## Begin Records for this task

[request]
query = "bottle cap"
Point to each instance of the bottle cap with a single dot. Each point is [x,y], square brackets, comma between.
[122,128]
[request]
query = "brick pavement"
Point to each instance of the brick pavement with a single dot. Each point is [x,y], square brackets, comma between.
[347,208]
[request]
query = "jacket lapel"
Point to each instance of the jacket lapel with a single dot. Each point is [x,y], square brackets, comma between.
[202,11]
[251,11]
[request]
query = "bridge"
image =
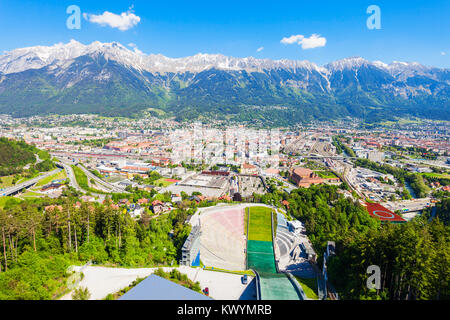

## End Records for this task

Task requirements :: Please pick out every line in the material above that contains the string "comma" and copy each of those lines in full.

Finished exercise ::
Point to each instance of the bottle cap with a single dot. Each point is [x,y], square brackets, comma between.
Point to each instance of the brick pavement with a single dot. Each point is [x,y], square brackets, comma between.
Point to each instance of the jacket lapel with a single dot. Each point is [x,y], square brackets, comma between.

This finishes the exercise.